Turn on emergency and health settings
Add any medical conditions and allergies to the phone’s built-in emergency settings. On an iPhone, go to Medical ID in the Health settings. On an Android device, you can go to the Safety & Emergency settings. Add emergency contacts, including people who live close as well as immediate relatives. Make it so this information can be viewed in an emergency, even if the phone is locked.
Many smartphones have health monitoring options built in. On the iPhone for example, you can turn on notification for walking steadiness, which might come in handy to avoid future falls. If they want you or someone else to be more involved with their health, you can set up sharing for health information.
Cut down on misinformation
If you’re worried about your parents falling for disinformation or being radicalized online, you can make a few minor changes to make things better. Pick a reputable news outlet or app and move it to a prominent place on their home screen. Apple News and Google News both do a decent job of including a wide range of trustworthy news sites. Put a shortcut to a fact-checking site like Snopes on their home screen so they can quickly gut check any stories or social media posts they come across. Walk through their social media accounts with them, if they’ll let you. Ask if you can unfollow any pages or influencers who traffic in disinformation or propaganda.

Rows drawn from a dataset:
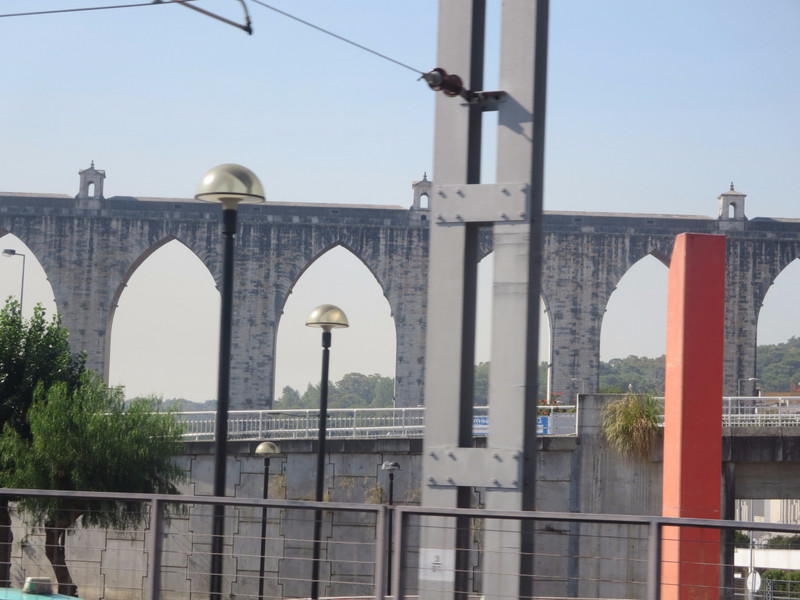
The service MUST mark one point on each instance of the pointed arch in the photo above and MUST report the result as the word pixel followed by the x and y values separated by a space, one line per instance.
pixel 24 275
pixel 634 322
pixel 182 315
pixel 320 254
pixel 334 276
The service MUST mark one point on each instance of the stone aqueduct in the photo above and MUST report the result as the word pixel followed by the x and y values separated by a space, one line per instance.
pixel 89 246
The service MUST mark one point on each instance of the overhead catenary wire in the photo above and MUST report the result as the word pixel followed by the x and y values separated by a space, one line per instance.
pixel 338 37
pixel 244 27
pixel 88 8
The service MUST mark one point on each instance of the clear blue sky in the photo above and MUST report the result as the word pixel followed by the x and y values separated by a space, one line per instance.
pixel 653 107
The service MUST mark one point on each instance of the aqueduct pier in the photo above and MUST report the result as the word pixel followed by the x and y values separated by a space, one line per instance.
pixel 90 245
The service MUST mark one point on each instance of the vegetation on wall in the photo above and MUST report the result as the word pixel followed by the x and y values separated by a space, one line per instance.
pixel 631 423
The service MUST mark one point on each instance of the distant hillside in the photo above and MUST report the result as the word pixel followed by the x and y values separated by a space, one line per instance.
pixel 778 371
pixel 779 367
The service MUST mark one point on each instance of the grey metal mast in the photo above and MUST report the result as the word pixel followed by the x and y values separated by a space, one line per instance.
pixel 460 206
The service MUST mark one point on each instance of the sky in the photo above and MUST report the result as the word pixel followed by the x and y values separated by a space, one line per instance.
pixel 652 108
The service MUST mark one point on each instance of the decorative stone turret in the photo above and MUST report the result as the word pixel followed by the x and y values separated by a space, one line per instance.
pixel 731 205
pixel 91 183
pixel 421 188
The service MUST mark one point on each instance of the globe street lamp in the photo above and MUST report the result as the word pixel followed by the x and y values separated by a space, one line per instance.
pixel 267 450
pixel 390 466
pixel 748 379
pixel 327 317
pixel 230 185
pixel 9 252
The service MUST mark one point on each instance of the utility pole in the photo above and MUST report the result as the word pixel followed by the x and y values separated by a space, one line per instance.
pixel 460 207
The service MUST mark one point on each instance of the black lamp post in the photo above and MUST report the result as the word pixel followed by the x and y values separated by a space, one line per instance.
pixel 230 185
pixel 326 317
pixel 390 466
pixel 9 252
pixel 748 380
pixel 267 450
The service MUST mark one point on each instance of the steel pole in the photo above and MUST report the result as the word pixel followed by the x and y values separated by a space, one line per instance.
pixel 389 541
pixel 22 283
pixel 323 424
pixel 223 391
pixel 265 495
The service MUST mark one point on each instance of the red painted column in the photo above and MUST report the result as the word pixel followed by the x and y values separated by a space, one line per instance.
pixel 693 415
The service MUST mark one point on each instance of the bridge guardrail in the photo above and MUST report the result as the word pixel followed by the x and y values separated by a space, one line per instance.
pixel 350 423
pixel 371 423
pixel 760 411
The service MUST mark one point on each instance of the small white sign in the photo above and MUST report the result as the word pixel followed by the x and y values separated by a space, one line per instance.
pixel 437 564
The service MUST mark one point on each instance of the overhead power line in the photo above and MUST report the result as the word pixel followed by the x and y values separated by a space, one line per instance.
pixel 338 37
pixel 84 9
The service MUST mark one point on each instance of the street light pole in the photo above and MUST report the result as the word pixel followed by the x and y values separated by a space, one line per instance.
pixel 748 379
pixel 390 466
pixel 230 185
pixel 326 317
pixel 9 252
pixel 267 450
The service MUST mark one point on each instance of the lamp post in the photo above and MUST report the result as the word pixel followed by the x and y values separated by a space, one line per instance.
pixel 390 466
pixel 748 379
pixel 267 450
pixel 9 252
pixel 326 317
pixel 582 382
pixel 230 185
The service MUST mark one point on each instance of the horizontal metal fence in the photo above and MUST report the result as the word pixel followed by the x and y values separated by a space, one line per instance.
pixel 572 555
pixel 763 411
pixel 350 423
pixel 434 552
pixel 371 423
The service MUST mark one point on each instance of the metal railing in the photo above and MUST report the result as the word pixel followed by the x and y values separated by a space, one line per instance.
pixel 764 411
pixel 570 554
pixel 372 423
pixel 349 423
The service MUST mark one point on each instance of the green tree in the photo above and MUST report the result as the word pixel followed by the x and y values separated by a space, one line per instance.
pixel 89 438
pixel 290 398
pixel 32 351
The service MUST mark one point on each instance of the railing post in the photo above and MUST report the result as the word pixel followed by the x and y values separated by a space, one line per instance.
pixel 154 548
pixel 380 552
pixel 654 561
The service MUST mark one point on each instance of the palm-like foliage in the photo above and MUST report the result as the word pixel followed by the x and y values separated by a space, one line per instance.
pixel 631 423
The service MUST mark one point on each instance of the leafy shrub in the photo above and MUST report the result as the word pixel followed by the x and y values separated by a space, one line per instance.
pixel 631 424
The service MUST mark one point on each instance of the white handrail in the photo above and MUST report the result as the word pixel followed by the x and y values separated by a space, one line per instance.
pixel 343 423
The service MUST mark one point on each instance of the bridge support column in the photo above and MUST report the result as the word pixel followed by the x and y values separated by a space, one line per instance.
pixel 693 415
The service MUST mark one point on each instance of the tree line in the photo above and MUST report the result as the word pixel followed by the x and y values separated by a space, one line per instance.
pixel 61 428
pixel 778 371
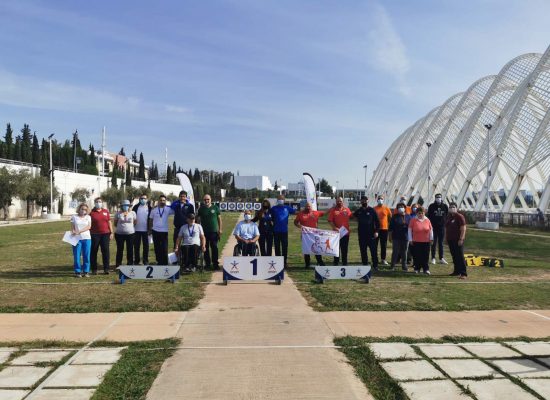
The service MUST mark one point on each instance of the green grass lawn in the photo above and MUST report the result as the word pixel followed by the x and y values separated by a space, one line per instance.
pixel 524 283
pixel 34 261
pixel 381 385
pixel 130 378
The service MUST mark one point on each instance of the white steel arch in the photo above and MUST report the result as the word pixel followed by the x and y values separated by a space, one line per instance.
pixel 516 102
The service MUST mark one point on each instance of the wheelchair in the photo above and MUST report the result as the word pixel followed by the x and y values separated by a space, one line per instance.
pixel 238 251
pixel 187 266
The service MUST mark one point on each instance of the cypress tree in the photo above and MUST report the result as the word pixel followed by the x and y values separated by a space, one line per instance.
pixel 26 144
pixel 8 140
pixel 35 150
pixel 141 170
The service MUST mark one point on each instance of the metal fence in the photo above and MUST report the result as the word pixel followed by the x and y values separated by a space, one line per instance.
pixel 531 220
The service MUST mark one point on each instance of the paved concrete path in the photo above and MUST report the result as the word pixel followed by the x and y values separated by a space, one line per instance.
pixel 256 341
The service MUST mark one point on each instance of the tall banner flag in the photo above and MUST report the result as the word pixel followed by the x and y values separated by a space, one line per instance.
pixel 320 242
pixel 309 186
pixel 185 183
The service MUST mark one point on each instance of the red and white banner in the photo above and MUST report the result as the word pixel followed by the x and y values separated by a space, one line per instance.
pixel 320 242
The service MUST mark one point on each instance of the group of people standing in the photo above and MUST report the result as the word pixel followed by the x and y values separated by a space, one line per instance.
pixel 412 231
pixel 135 228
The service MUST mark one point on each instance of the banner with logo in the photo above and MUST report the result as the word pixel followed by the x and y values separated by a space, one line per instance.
pixel 185 183
pixel 309 186
pixel 320 242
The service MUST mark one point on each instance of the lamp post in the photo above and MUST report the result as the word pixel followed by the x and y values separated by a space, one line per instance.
pixel 386 177
pixel 429 144
pixel 488 127
pixel 365 168
pixel 51 173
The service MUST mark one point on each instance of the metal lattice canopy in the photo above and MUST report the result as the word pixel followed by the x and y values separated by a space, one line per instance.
pixel 516 105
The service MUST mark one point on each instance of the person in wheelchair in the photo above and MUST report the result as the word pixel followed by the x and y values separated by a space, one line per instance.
pixel 191 242
pixel 247 234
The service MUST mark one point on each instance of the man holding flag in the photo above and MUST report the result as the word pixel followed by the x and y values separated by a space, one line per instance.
pixel 309 218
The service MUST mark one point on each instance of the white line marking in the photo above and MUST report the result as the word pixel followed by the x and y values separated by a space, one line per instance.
pixel 59 369
pixel 538 315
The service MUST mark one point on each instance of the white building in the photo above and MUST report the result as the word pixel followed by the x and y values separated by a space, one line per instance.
pixel 253 182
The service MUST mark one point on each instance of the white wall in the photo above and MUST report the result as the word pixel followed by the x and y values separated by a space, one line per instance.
pixel 66 182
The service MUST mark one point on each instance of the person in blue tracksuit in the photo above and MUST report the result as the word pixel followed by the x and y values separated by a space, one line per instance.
pixel 280 214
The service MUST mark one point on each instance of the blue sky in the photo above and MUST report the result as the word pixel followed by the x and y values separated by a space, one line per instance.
pixel 264 87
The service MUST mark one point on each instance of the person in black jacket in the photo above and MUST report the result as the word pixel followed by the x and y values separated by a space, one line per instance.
pixel 399 226
pixel 142 210
pixel 367 230
pixel 265 223
pixel 182 208
pixel 437 214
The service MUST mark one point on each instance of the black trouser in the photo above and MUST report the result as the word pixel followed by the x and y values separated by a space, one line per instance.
pixel 367 240
pixel 281 244
pixel 383 240
pixel 160 241
pixel 139 238
pixel 439 233
pixel 344 242
pixel 421 251
pixel 176 233
pixel 457 252
pixel 189 255
pixel 211 245
pixel 120 241
pixel 266 243
pixel 399 252
pixel 307 259
pixel 248 249
pixel 100 240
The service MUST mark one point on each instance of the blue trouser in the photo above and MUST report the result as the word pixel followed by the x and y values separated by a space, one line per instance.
pixel 82 247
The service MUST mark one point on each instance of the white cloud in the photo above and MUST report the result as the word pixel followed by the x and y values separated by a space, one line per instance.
pixel 388 51
pixel 31 92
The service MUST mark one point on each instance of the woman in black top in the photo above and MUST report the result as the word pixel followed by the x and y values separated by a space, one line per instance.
pixel 265 223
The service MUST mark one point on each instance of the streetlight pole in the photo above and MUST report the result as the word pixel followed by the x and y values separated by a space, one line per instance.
pixel 429 144
pixel 51 173
pixel 365 167
pixel 386 178
pixel 488 127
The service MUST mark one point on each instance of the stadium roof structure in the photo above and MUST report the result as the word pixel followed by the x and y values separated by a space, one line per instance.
pixel 488 146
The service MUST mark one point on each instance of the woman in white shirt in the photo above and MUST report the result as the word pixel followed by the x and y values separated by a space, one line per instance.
pixel 192 236
pixel 80 225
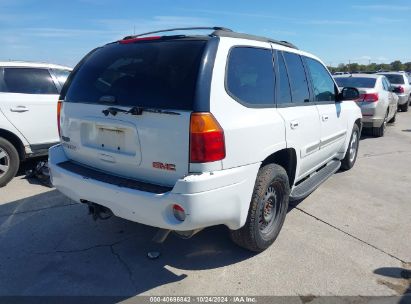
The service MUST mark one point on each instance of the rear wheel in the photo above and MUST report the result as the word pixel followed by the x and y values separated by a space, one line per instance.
pixel 379 132
pixel 352 151
pixel 267 211
pixel 9 161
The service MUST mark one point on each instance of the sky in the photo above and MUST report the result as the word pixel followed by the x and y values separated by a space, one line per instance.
pixel 63 32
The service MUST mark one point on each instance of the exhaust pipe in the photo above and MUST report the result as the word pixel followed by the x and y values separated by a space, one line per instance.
pixel 187 234
pixel 97 211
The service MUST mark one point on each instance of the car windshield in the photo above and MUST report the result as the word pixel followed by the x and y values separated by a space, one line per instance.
pixel 395 78
pixel 161 74
pixel 356 82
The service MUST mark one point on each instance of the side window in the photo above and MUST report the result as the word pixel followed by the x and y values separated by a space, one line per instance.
pixel 250 76
pixel 28 81
pixel 61 76
pixel 298 79
pixel 323 85
pixel 283 92
pixel 385 84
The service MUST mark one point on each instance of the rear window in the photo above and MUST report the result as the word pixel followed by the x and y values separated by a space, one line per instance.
pixel 161 74
pixel 27 81
pixel 397 79
pixel 356 82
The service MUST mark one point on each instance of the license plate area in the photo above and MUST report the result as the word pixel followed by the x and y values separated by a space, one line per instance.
pixel 111 140
pixel 114 139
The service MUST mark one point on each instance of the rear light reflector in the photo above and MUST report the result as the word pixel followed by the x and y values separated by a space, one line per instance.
pixel 179 212
pixel 207 142
pixel 132 40
pixel 372 97
pixel 59 107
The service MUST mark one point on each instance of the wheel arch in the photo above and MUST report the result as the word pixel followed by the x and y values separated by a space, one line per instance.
pixel 15 141
pixel 287 158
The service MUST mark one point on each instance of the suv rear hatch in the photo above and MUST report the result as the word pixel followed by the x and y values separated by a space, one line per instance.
pixel 127 108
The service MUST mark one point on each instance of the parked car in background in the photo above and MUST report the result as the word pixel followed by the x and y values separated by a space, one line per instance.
pixel 377 100
pixel 28 108
pixel 185 132
pixel 403 88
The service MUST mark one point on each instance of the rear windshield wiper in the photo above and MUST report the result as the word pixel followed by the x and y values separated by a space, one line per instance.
pixel 136 111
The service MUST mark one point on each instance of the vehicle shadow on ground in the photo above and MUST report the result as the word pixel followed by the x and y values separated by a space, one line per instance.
pixel 402 286
pixel 49 246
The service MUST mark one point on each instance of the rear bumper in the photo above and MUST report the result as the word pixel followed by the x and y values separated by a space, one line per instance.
pixel 372 122
pixel 220 197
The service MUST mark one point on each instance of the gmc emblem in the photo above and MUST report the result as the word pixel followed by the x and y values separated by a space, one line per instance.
pixel 161 166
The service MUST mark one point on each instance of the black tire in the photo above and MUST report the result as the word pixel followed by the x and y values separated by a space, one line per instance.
pixel 9 161
pixel 404 107
pixel 380 131
pixel 267 212
pixel 349 159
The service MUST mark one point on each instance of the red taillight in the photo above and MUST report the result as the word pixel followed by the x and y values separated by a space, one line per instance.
pixel 207 142
pixel 132 40
pixel 373 97
pixel 59 106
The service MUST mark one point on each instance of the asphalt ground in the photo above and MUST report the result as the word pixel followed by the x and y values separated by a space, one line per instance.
pixel 352 236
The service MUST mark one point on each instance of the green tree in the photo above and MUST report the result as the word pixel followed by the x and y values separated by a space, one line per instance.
pixel 397 65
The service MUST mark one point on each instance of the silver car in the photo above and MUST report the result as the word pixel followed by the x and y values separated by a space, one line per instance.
pixel 401 81
pixel 377 100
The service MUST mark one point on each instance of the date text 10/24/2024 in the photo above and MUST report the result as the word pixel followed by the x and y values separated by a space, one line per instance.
pixel 203 299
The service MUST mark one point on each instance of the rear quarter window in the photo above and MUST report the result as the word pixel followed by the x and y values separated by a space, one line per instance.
pixel 161 74
pixel 250 76
pixel 27 81
pixel 395 79
pixel 356 82
pixel 298 79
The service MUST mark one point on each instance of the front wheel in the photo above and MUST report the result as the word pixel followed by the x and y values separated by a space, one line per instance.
pixel 267 211
pixel 351 154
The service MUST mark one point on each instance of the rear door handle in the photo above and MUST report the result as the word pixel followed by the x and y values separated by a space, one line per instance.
pixel 19 109
pixel 294 124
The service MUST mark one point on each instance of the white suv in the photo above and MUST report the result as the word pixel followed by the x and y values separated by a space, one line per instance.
pixel 28 104
pixel 185 132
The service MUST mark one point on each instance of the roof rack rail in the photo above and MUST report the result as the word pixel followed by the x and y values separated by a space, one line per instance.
pixel 219 32
pixel 252 37
pixel 215 28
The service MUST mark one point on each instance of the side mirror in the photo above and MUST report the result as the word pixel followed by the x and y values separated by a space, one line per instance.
pixel 349 93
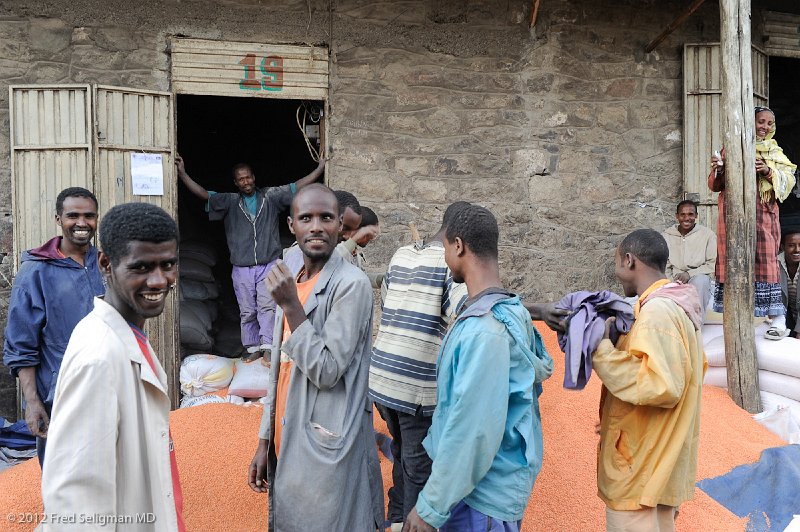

[Set of tasks]:
(A) From the smartphone tips, extract everything from "Cut down on" down to "disinformation or propaganda.".
(B) Answer these questions using the smartphone tips:
(i) On an iPhone, where are medical conditions and allergies added?
(ii) What fact-checking site is given as an example?
(iii) Which two news apps are named?

[Solutions to each task]:
(A)
Cut down on misinformation
If you’re worried about your parents falling for disinformation or being radicalized online, you can make a few minor changes to make things better. Pick a reputable news outlet or app and move it to a prominent place on their home screen. Apple News and Google News both do a decent job of including a wide range of trustworthy news sites. Put a shortcut to a fact-checking site like Snopes on their home screen so they can quickly gut check any stories or social media posts they come across. Walk through their social media accounts with them, if they’ll let you. Ask if you can unfollow any pages or influencers who traffic in disinformation or propaganda.

(B)
(i) Medical ID in the Health settings
(ii) Snopes
(iii) Apple News and Google News